Dataset items:
Content starts
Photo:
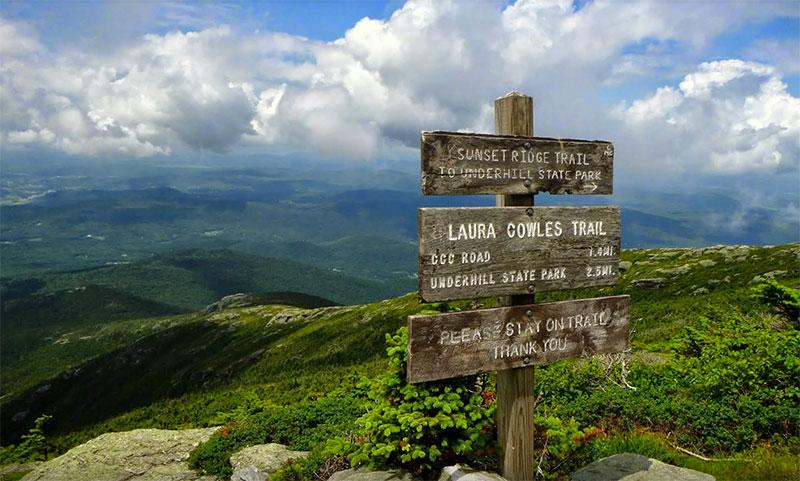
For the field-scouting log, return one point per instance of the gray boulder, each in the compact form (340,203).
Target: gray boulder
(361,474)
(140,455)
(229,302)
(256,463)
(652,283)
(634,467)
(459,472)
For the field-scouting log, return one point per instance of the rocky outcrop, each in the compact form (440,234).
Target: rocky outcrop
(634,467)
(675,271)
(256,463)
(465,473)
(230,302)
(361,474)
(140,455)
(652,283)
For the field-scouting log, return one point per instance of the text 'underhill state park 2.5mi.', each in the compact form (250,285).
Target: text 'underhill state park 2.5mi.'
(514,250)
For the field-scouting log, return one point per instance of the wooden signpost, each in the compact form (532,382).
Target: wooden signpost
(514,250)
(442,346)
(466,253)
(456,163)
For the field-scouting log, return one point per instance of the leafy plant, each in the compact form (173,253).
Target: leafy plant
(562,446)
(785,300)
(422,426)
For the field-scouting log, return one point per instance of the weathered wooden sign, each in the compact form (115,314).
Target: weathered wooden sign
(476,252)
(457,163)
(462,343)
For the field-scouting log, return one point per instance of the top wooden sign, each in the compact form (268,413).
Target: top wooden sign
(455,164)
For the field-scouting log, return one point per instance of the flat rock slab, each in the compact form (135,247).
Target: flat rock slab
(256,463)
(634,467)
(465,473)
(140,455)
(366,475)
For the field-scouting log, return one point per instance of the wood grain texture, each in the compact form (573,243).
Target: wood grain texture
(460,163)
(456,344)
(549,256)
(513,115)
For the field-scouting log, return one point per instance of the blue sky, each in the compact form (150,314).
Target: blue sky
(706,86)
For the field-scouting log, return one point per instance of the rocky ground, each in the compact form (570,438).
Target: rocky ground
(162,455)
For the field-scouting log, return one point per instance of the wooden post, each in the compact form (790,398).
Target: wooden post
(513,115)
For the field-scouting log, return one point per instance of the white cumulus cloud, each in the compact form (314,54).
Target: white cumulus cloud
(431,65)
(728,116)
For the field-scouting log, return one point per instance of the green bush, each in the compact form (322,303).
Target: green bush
Content ends
What the task requires: Reproduce every entry above exactly, and omit the pictures.

Response to this task:
Photo:
For the field-scouting log, return one point per instance of the gray boulder, each in the compact form (340,203).
Target: gray boulder
(361,474)
(140,455)
(229,302)
(256,463)
(652,283)
(634,467)
(459,472)
For the field-scouting log, return one point per instance of the rocky outcrop, each in the compact form (440,234).
Target: rocky outcrop
(634,467)
(675,271)
(256,463)
(465,473)
(230,302)
(361,474)
(140,455)
(652,283)
For the field-scouting log, return one point per instance of the text 'underhill state park 2.5mi.', each in the compact form (250,285).
Target: text 'underhill state park 2.5mi.'
(514,250)
For the field-scouting log, return one point per instance of the wooden signpost, each in the compact form (532,382).
Target: wooden signpost
(514,250)
(442,346)
(466,253)
(456,163)
For the field-scouting log, return one point per instance of the leafy plant, each in the compact form (173,253).
Target: leafy plant
(562,446)
(785,300)
(422,426)
For the field-scouting log, return one point per instance of the weathered wooden sign, each in the compact form (115,314).
Target: weathered wooden sign
(476,252)
(457,163)
(462,343)
For the field-scouting log, return one point per instance of the top wooden sign, each in the compact form (268,413).
Target: top wooden sign
(455,164)
For the field-scouting log, return one point per instance of the flat rock slab, each in the compact form (135,247).
Target: flat rock slab
(256,463)
(634,467)
(465,473)
(140,455)
(366,475)
For the field-scouting log, return one point per instance of the wood grain texture, each in the compact form (573,243).
Target: wood grain texture
(460,163)
(456,344)
(549,256)
(513,115)
For the field-scouting log, return one point per instance of the blue sky, each in the compact form (150,314).
Target: blue sky
(706,86)
For the field-scouting log, return one point per instance of the rocky ground, each in the compact form (570,438).
Target: rocky ground
(162,455)
For the field-scouting log, return one point per instance of the wooden post, each in the compact form (790,398).
Target: wooden post
(513,115)
For the field-scouting log, return one point per instance of the white cumulus cloud, each in the compact form (314,54).
Target: white cumulus cloud
(431,65)
(728,116)
For the field-scouting log, return one point per instance of the green bush, each in the compact form (322,303).
Target: green bush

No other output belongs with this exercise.